Ah, si seulement, nous avions le courage des oiseaux qui chantent dans le vent glacé…
Et Moinho n’en manque pas de ce courage pour se mettre en marge du tumulte de la société, pour livrer son cœur et son âme sur un album d’une profondeur vertigineuse. Celui qui fut un temps hébergé par la bienveillante structure Arbouse Recordings le temps d’un premier album (Batltika – 2012) et qui participa au beau projet Erik Satie Et Les Nouveaux Jeunes a confié sa nouvelle œuvre au label 1631 Recordings dont le tableau de chasse compte déjà des ténors du genre tels qu’Akira Kosemura, Library Tapes et Hauschka. La moins bonne nouvelle, c’est que seulement une édition digitale est prévue à ce jour, ce qui ne sert malheureusement pas le propos.

Entrées fournies –
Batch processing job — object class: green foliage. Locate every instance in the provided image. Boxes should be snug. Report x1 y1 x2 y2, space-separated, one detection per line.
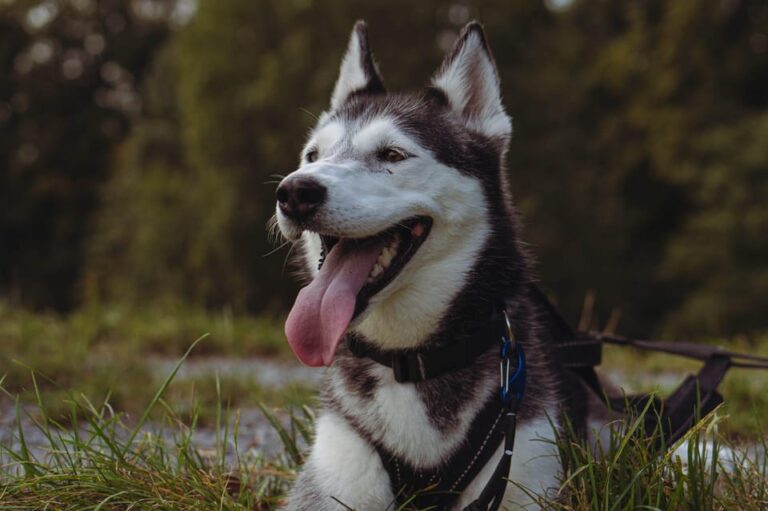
0 0 169 309
0 304 292 419
0 366 768 511
0 0 768 336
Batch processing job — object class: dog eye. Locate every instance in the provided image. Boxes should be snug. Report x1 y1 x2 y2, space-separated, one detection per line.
378 147 408 163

Votre objectif – D'après l'extrait choisi, à quel label Moinho a-t-il confié sa nouvelle œuvre ?

Tâche accomplie – Au label 1631 Recordings.